— START DOCUMENT SECTION —
Storm Eunice, which brewed in the central Atlantic and was spun up from the Azores towards Europe by the jet stream, posed a danger to life, Britain's Meteorological Office said.
The storm hit western England, making landfall in Cornwall, where waves lashed the coast, sending plumes of spray over the roofs of cottages.
In Wales, waves crashed over Aberystwyth promenade, some as high as houses. More than 100,000 people were hit by power cuts as lines were torn down and ancient trees keeled over.
High winds in London shredded the white-domed roof of the O2 arena, which has hosted stars from The Rolling Stones to Beyonce and Rihanna. Tall buildings in London trembled as wind whistled through Canary Wharf.
"Storm Eunice is really packing a punch," Met Office Chief Meteorologist Frank Saunders said. "We only issue red weather warnings when we think there is a threat to life from the weather."
The Met Office said a gust of 122 mph (196 kph) was recorded at The Needles on the Isle of Wight, provisionally a record for the most powerful gust ever recorded in England.
A man died in Ireland after being struck by a falling tree while clearing storm debris, RTE reported. Another person was injured by falling debris in Henley-on-Thames, west of London.
Planes were buffeted so strongly by gusts at some airports that pilots were forced to abandon landings. A live stream of Heathrow Airport's runway was watched by more than 200,000 people.
— END DOCUMENT SECTION —
— START INFORMATION SHOWN —
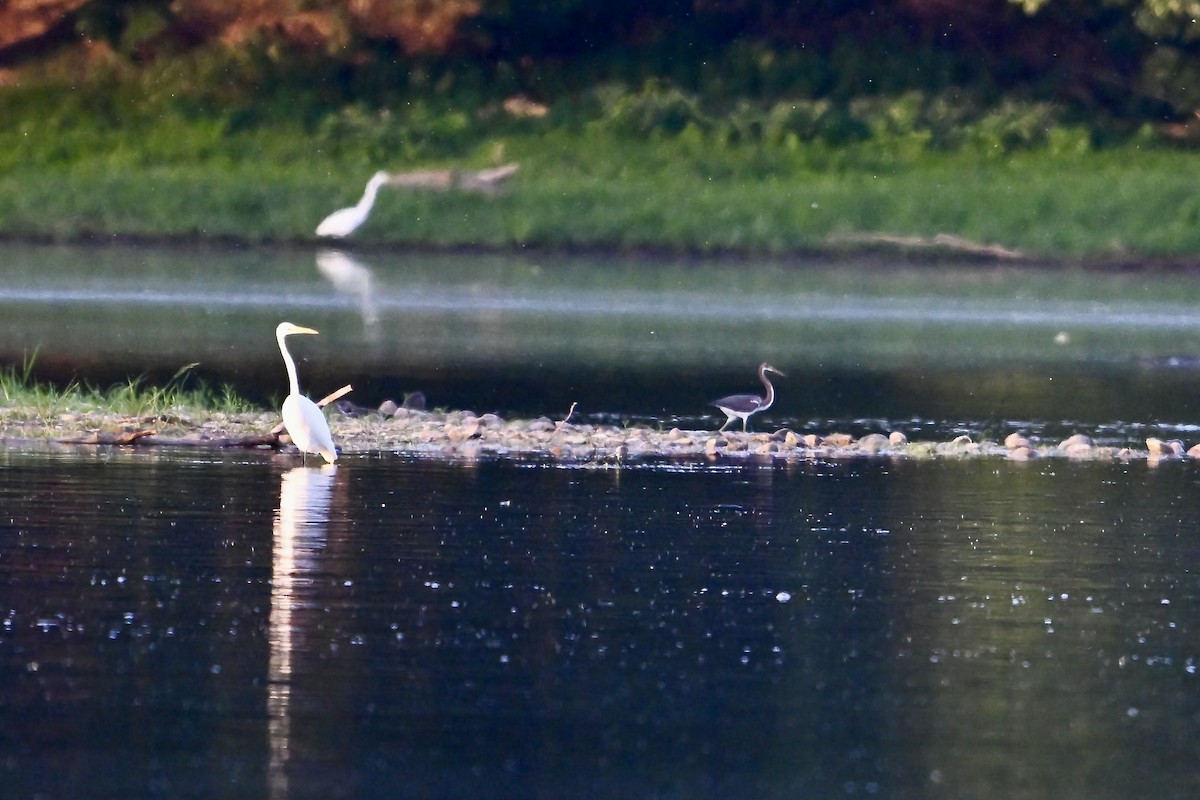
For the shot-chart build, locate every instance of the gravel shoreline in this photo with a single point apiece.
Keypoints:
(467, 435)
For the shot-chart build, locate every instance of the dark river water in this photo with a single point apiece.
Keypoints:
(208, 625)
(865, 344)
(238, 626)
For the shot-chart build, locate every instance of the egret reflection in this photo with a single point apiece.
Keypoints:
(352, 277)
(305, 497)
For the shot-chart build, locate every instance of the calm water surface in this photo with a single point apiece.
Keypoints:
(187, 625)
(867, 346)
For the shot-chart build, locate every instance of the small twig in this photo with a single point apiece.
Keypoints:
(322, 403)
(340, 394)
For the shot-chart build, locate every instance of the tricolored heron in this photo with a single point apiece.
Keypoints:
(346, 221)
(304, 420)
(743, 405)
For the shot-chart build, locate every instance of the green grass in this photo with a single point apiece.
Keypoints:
— END INFORMATION SHOWN —
> [COMPLETE THE FOLLOWING]
1. Shorten the paragraph of the Storm Eunice report that begins "In Wales, waves crashed" while keeping its main facts.
2. In the Storm Eunice report, reproduce verbatim the passage that opens with "The Met Office" and closes with "west of London.".
The material above comes from a separate source.

> [FINAL RESULTS]
1. In Wales, waves as high as houses crashed over Aberystwyth promenade, and more than 100,000 people lost power as lines came down and ancient trees fell.

2.
The Met Office said a gust of 122 mph (196 kph) was recorded at The Needles on the Isle of Wight, provisionally a record for the most powerful gust ever recorded in England.
A man died in Ireland after being struck by a falling tree while clearing storm debris, RTE reported. Another person was injured by falling debris in Henley-on-Thames, west of London.